**** Entries supplied ****

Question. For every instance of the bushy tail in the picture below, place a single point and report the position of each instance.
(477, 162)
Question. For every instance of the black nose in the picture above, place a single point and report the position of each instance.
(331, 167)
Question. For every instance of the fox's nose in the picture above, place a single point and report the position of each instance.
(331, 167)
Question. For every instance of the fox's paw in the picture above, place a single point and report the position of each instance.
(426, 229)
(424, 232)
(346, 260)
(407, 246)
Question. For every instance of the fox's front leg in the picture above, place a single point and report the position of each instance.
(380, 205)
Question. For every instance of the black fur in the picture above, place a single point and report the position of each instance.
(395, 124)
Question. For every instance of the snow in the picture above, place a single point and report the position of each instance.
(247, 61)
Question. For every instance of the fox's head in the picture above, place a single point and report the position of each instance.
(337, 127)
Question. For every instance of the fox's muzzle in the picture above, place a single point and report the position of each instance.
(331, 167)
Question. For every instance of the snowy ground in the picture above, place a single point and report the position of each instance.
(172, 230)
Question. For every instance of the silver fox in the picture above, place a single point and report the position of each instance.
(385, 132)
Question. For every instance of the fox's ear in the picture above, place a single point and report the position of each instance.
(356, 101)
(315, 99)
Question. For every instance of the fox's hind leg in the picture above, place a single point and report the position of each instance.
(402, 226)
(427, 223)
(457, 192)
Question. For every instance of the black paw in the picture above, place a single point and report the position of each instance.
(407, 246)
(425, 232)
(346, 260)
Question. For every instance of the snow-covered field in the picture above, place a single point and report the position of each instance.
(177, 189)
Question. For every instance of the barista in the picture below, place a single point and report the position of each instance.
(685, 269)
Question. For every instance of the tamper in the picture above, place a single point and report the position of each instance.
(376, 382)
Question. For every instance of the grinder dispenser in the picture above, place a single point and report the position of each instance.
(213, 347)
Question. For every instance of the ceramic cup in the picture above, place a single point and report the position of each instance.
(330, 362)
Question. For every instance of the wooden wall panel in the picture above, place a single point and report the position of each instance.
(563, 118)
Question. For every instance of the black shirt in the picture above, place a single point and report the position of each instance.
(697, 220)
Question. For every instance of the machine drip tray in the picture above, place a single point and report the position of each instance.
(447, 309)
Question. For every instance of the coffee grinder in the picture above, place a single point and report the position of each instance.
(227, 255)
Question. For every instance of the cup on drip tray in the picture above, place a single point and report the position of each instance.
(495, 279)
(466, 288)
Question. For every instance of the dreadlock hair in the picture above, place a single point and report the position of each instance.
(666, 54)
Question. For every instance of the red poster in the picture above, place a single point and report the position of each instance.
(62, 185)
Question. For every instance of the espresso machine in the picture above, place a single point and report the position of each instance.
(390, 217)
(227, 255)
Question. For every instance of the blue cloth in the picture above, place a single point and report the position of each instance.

****

§ **Work item**
Please return all of the entries exactly as they were given.

§ **Result below**
Question. For every instance of the bushy tail in the picture below, place a single point and report the position of each instance.
(477, 162)
Question. For every instance of the black nose in the picture above, place a single point and report the position of each instance.
(331, 167)
Question. For every instance of the fox's nose in the picture above, place a single point and report the position of each instance.
(331, 167)
Question. For every instance of the fox's paw in the picture above, place a single point and report the position of each instance.
(426, 229)
(424, 232)
(346, 260)
(407, 246)
Question. For every instance of the fox's front leg in the picture above, place a single point and report the position of each instance.
(380, 205)
Question. For every instance of the black fur in the picture above, place a single point and report the position of each instance.
(395, 124)
Question. For every instance of the snow in the picture above, place a single point and report the position of each instance.
(247, 61)
Question. For every instance of the fox's head in the picture above, place a single point and report the position of each instance.
(337, 127)
Question. For every instance of the fox's muzzle in the picture above, place a single point and report the position of each instance.
(331, 167)
Question. For every instance of the snowy ground in the picture above, place a single point and report the position of each instance.
(172, 230)
Question. For every instance of the silver fox in the picture above, place a single point and report the position of each instance.
(385, 132)
Question. For every instance of the fox's ear in the picture above, place a single point and report the position of each instance.
(356, 101)
(315, 99)
Question. For every instance of the fox's hind leg in the picture above, place a single point and report the position of each instance.
(402, 226)
(427, 223)
(457, 192)
Question. For every instance of the black paw in the picture above, place a single point and report the position of each instance.
(407, 246)
(425, 232)
(346, 260)
Question. For every instance of the snow-covered field in the picture above, place a single point and report the position of each instance.
(177, 189)
Question. For every instance of the barista in the picture below, place a single point and report the position of each instance.
(685, 269)
Question. For every instance of the tamper in the picture above, place a single point and report the position of each instance.
(376, 382)
Question. For every instance of the grinder dispenser in the picture above, place a single point and report the position of each instance.
(213, 347)
Question. For every instance of the ceramic cup in the picture above, place a single point and report the position of each instance.
(330, 362)
Question. For every instance of the wooden wall panel in the picture above, place a single point and report the position of each instance.
(563, 118)
Question. For every instance of the black shirt in the picture above, place a single point and report the position of each instance.
(697, 220)
Question. For every instance of the machine drip tray in the picture above, place a single point and report the position of each instance.
(447, 309)
Question. For every instance of the coffee grinder in the picture above, place a single point and report the position of each instance.
(227, 255)
Question. For every instance of the cup on drip tray in the picture above, place a single point and report the position of each instance.
(495, 279)
(466, 288)
Question. For every instance of the dreadlock hair in the picture above, place a single point and report the position of each instance.
(666, 54)
Question. For every instance of the red poster in the picture above, place a single point and report the position of each instance.
(62, 185)
Question. For every instance of the espresso machine in the picture above, place a single point and report the position of each instance.
(390, 217)
(227, 255)
Question. For every instance of the blue cloth in the picture above, place a single point and report the position of each instance.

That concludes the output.